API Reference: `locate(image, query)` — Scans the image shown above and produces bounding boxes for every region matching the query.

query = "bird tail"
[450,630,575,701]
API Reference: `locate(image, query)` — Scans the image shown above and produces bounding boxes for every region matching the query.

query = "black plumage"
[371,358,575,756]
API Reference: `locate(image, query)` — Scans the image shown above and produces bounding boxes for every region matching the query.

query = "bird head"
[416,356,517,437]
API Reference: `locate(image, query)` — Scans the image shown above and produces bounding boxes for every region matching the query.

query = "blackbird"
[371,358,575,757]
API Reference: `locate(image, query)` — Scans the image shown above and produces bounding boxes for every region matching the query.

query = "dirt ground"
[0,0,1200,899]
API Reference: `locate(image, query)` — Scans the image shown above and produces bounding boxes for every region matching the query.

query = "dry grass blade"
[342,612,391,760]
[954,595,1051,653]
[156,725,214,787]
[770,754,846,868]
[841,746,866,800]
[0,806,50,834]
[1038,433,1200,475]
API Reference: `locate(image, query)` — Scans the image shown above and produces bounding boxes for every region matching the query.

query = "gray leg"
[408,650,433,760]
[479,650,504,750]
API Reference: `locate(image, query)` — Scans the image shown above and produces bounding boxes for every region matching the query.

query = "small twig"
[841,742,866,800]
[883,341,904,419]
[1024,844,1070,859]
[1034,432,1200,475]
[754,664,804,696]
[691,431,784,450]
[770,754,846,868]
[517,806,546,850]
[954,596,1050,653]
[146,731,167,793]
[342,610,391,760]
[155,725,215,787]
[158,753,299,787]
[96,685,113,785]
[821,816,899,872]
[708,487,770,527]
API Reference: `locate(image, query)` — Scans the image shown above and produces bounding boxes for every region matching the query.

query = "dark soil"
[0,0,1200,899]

### INSTRUCTIONS TO FOLLOW
Quote the data exactly, from the start down through the line containing "[1038,433,1200,475]", both ends included.

### SOLUTION
API Reference: `locate(image, query)` — Scans the image shown above and produces bounding boxes for every region matching the query.

query = "bird tail"
[450,630,575,701]
API Reference: `locate(image, query)` — Scans the image shown above and produces bounding boxes for every region matching the query.

query = "black plumage"
[371,358,575,756]
API Reference: `locate(image, query)` — Scans the image shown above and produces bounding boxes for every region matching the query.

query = "bird head"
[416,356,517,437]
API Reference: `locate(image, query)` — Scans the image shown above and produces bounding boxes for every region matching the query.

query = "blackbird"
[371,358,575,757]
API Reference: `locate(image, query)` — Scans the image shown above and produces bounding boxes for every region matching the query.

query = "dirt ground"
[0,0,1200,899]
API Reference: `locate(image, query)` — Scans the image shown above and produces bounding boxes for every region matching the query.

query = "dry grass blade"
[342,612,391,760]
[954,595,1051,653]
[156,725,214,787]
[770,754,846,868]
[841,746,866,800]
[0,806,50,834]
[1038,433,1200,475]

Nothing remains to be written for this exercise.